[DOCUMENT PASSAGE]:
#####

CREATE TABLE kafka_table (
  id BIGINT,
  name STRING,
  col1 STRING,
  col2 STRING
) WITH (
  'connector' = 'kafka', 
  'topic' = 'test-topic',

  'key.fields' = 'id, name',
  'key.format' = 'csv',

  'value.format' = 'avro'
)

An insert statement

INSERT INTO kafka_table VALUES (
  (1, "ABC", "col1", "col2")
)

will result in a ProducerRecord as follows:

new ProducerRecord<>(
  "test-topic", 
  null, 
  CSV.serialize(id, name), 
  AVRO.serialize(id, name, col1, col2)
)

A slightly different use case is to manually control where to store the columns data:

CREATE TABLE kafka_table (
  id BIGINT,
  name STRING,
  col1 STRING,
  col2 STRING
) WITH (
  'connector' = 'kafka', 
  'topic' = 'test-topic', 

  'key.format' = 'csv',
  'key.fields' = 'id, name',

  'value.format' = 'avro',
  'value.fields-include' = 'EXCEPT_KEY'
)

An insert statement

INSERT INTO kafka_table VALUES (
  (1, "ABC", "col1", "col2")
)

will result in a ProducerRecord as follows:

new ProducerRecord<>(
  "test-topic", 
  null, 
  CSV.serialize(id, name), 
  AVRO.serialize(col1, col2)
)

Kafka: Read metadata from Kafka's ConsumerRecord

CREATE TABLE kafka_table (
  id BIGINT,
  name STRING,
  offset INT METADATA,                 -- access Kafka 'offset' metadata
  headers MAP<STRING, BYTES> METADATA  -- access Kafka 'headers' metadata
) WITH (
  'connector' = 'kafka', 
  'topic' = 'test-topic', 

  'format' = 'avro'
)

Kinesis: Read other metadata from Kinesis

Kinesis represents partition keys as strings:

CREATE TABLE kinesis_table (
  id BIGINT,
  name STRING,
  partitionId STRING METADATA FROM 'partition'  -- use different column name for metadata 'partition'
) WITH (
  'connector' = 'kinesis', 
  'value.format' = 'avro'
)

SELECT * FROM kinesis_table;

-- Partition is a computed column, therefore it cannot be written to. Statements like below will fail:
INSERT INTO kinesis_table VALUES (1, "ABC", "shard-0000")

Kafka + Canal JSON Format: Both connector and format expose metadata

CREATE TABLE kafka_table (
  id BIGINT,
  name STRING,
  offset INT METADATA,   -- from Kafka
  database STRING METADATA FROM 'value.canal-json.database'  -- from Canal
) WITH (
  'connector' = 'kafka', 
  'topic' = 'test-topic', 

  'format' = 'canal-json'
)

Using the following format:

{
    "data": [
        {
            "id": "102",
            "name": "car battery"
        }
    ],
    "database": "inventory”,
    "table": "products",
    "es": 1589374013000,
    "ts": 1589374013680,
    "type": "DELETE"

#####

[WRITTEN INSTRUCTION 1]: According to the table-definition text, why will an INSERT statement that supplies a value for the partition column of kinesis_table fail?
[WRITTEN INSTRUCTION 2]: List every distinct value assigned to a 'format', 'key.format' or 'value.format' option in the table-definition text.
The data has no connection to the table-definition text.

#####

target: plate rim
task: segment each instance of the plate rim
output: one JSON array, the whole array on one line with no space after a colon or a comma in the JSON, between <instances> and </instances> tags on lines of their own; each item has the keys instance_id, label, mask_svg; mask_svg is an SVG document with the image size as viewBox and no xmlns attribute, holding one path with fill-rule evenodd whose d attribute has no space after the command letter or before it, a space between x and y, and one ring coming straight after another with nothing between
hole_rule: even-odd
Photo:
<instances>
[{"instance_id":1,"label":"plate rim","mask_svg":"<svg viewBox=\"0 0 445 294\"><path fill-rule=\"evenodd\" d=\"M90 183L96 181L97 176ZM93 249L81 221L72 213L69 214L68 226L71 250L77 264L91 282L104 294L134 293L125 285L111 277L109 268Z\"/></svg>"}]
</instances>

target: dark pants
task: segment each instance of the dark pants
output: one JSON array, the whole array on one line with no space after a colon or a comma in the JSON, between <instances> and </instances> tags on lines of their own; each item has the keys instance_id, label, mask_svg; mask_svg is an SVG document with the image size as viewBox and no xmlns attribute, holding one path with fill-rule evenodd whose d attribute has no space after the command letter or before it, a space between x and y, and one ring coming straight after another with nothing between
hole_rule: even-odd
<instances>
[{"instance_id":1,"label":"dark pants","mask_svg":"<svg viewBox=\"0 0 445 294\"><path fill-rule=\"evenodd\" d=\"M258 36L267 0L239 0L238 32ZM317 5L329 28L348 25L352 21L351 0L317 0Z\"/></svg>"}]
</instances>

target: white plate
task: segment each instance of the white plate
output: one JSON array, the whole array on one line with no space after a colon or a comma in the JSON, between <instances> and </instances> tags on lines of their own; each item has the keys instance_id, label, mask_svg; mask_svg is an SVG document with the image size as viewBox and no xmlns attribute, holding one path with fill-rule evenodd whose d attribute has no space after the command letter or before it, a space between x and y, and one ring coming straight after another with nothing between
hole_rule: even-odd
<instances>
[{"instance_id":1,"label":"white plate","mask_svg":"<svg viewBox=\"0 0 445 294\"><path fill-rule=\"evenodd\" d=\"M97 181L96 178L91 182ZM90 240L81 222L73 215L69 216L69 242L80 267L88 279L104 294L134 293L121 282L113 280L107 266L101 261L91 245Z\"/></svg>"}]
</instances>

#####

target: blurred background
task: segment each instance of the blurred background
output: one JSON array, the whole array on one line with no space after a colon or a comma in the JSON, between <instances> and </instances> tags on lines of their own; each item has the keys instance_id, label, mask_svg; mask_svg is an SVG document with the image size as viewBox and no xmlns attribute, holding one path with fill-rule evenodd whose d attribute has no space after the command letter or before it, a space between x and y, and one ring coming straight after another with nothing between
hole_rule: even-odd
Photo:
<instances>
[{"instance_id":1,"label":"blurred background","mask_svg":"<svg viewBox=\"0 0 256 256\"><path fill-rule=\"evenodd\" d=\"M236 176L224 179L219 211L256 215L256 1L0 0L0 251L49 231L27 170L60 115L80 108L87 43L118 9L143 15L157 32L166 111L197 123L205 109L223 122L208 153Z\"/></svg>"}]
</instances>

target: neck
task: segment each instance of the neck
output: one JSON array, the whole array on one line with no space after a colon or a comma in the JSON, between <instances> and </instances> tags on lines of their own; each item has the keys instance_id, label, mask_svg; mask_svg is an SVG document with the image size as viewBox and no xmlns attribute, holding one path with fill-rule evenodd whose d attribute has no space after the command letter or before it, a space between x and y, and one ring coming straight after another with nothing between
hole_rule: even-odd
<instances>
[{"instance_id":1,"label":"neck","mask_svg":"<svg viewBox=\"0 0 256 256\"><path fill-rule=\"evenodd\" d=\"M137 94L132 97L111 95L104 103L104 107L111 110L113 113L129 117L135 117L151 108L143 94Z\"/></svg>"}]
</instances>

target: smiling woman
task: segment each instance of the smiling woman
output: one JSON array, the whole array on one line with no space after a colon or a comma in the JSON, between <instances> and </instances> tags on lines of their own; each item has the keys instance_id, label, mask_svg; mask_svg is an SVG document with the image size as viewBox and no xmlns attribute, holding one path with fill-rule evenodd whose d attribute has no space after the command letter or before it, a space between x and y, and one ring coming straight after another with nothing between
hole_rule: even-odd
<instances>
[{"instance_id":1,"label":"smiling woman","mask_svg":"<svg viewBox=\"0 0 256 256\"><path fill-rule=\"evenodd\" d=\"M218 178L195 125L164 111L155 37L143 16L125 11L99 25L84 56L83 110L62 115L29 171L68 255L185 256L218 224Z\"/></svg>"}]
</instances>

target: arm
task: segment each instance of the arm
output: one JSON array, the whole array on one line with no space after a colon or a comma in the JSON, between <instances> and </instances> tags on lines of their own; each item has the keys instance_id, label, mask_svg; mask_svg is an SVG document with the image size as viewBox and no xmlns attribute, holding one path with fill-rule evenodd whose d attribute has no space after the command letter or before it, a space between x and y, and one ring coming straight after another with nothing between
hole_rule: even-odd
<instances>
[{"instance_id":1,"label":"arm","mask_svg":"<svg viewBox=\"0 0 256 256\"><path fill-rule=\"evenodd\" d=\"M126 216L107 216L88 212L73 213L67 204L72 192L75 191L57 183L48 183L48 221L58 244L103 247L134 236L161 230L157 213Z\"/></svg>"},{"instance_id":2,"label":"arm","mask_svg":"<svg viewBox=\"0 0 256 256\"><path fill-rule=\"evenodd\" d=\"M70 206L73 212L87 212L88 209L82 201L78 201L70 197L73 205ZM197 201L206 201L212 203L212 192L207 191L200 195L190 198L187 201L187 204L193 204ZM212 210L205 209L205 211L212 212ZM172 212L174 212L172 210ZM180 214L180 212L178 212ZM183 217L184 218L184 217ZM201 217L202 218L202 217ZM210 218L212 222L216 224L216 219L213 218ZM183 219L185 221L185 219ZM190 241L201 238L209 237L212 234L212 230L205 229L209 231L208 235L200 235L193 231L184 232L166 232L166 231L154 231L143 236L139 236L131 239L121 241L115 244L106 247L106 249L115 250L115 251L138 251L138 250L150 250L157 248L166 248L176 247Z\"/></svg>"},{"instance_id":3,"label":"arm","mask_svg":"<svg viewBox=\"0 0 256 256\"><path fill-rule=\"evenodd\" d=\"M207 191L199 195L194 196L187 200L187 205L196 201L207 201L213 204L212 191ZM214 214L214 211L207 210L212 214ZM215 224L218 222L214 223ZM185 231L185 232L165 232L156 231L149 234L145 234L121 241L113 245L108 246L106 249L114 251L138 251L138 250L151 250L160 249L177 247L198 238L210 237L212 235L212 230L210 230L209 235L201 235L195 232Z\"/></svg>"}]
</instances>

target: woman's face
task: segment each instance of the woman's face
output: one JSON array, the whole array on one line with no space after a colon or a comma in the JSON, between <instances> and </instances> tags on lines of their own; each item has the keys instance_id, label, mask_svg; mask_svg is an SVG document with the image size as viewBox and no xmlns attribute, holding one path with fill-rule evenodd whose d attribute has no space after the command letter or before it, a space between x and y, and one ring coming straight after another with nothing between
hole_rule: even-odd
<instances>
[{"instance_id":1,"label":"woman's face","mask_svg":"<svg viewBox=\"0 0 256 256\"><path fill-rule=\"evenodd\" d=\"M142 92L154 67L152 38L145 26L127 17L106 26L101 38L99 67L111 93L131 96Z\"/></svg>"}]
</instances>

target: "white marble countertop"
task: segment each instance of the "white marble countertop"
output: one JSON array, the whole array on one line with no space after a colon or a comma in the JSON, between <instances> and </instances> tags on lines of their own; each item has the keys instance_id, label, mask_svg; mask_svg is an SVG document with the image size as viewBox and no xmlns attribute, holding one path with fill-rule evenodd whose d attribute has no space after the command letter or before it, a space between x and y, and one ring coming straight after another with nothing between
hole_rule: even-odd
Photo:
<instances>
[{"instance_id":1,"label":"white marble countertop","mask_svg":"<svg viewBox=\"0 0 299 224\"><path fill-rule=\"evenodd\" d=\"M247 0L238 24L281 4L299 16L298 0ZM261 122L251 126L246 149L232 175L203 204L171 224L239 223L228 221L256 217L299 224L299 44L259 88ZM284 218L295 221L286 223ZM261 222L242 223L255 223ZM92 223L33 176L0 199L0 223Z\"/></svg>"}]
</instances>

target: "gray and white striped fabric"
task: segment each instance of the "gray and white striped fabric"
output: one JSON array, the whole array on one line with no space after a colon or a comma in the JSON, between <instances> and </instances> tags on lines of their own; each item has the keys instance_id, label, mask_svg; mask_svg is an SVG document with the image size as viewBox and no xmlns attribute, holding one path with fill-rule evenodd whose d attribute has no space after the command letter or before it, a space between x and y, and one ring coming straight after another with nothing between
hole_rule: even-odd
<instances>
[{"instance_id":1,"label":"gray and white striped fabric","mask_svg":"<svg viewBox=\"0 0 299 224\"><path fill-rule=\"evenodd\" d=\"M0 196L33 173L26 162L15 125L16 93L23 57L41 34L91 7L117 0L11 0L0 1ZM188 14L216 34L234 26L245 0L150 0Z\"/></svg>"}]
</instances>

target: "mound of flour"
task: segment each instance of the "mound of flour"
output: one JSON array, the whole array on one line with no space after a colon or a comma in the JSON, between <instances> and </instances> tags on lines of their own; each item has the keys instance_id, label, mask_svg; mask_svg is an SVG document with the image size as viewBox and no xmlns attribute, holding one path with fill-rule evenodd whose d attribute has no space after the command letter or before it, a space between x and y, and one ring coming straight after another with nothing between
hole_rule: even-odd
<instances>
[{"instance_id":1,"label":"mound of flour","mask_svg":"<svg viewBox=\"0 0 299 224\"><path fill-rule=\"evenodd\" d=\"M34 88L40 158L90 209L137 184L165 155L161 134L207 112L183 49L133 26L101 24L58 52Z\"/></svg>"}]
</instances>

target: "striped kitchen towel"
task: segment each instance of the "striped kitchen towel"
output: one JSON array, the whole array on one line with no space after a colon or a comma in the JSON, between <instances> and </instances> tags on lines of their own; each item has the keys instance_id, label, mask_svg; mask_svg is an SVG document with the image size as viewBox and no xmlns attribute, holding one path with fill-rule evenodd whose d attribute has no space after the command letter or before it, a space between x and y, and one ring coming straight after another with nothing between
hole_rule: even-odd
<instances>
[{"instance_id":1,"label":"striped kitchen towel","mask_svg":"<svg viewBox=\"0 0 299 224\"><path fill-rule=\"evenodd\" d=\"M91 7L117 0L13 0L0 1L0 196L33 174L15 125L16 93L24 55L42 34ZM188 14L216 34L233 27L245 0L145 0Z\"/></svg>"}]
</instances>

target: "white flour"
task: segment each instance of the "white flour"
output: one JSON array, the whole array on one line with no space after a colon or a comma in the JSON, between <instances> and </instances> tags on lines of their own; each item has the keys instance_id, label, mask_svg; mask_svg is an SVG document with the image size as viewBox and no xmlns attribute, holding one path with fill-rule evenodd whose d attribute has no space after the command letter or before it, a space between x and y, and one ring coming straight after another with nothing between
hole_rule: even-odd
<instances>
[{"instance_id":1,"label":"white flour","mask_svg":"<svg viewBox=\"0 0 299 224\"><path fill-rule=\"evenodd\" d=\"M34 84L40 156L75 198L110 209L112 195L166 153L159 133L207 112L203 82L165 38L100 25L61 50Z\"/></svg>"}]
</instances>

#####

[FULL SOLUTION 1]: Partition is a computed column, so it cannot be written to.

[FULL SOLUTION 2]: csv, avro, canal-json